**INSTRUCTION:**
Locate each line in the records below containing the word "tree" and copy those lines. Case counts.

[start DATA PROVIDED]

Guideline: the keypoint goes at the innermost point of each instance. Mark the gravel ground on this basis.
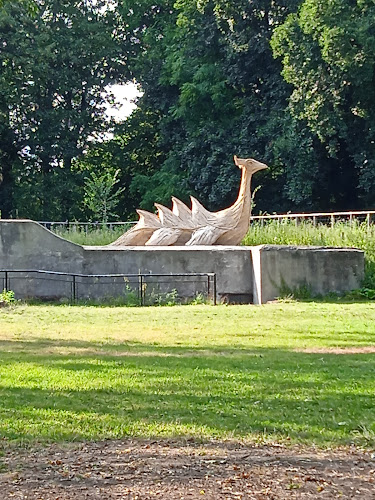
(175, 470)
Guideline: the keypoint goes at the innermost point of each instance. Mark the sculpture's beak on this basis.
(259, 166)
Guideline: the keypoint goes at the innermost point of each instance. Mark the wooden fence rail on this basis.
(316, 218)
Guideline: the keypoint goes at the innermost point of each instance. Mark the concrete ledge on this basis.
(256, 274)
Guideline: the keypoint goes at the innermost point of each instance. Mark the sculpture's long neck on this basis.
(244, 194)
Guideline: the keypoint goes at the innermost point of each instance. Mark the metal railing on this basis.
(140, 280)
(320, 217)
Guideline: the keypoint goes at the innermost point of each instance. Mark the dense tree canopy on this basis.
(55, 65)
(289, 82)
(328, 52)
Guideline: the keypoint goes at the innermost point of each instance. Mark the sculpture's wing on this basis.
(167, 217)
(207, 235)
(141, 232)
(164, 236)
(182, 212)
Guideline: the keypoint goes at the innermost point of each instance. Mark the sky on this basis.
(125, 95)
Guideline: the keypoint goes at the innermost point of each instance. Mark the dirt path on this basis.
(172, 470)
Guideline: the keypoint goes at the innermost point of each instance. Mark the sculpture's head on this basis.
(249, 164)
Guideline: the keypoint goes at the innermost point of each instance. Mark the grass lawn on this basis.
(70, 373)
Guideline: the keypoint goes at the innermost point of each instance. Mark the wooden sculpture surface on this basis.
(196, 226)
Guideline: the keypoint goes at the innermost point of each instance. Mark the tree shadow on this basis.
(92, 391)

[end DATA PROVIDED]
[start DATA PROVIDED]

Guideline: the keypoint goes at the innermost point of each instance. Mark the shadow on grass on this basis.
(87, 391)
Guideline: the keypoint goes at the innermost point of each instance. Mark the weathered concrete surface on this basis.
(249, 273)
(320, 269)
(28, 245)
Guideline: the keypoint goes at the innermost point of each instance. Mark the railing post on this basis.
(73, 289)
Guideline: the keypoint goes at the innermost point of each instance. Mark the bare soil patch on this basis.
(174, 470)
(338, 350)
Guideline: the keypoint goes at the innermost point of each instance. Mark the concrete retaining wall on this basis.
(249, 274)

[end DATA PROVIDED]

**REPLY:**
Guideline: the keypoint goes at the innermost point of each instance. Mark the dense tree canopy on this basis.
Guideline: the keypoint goes at the innermost point of each instance. Mark the tree shadow on this basis.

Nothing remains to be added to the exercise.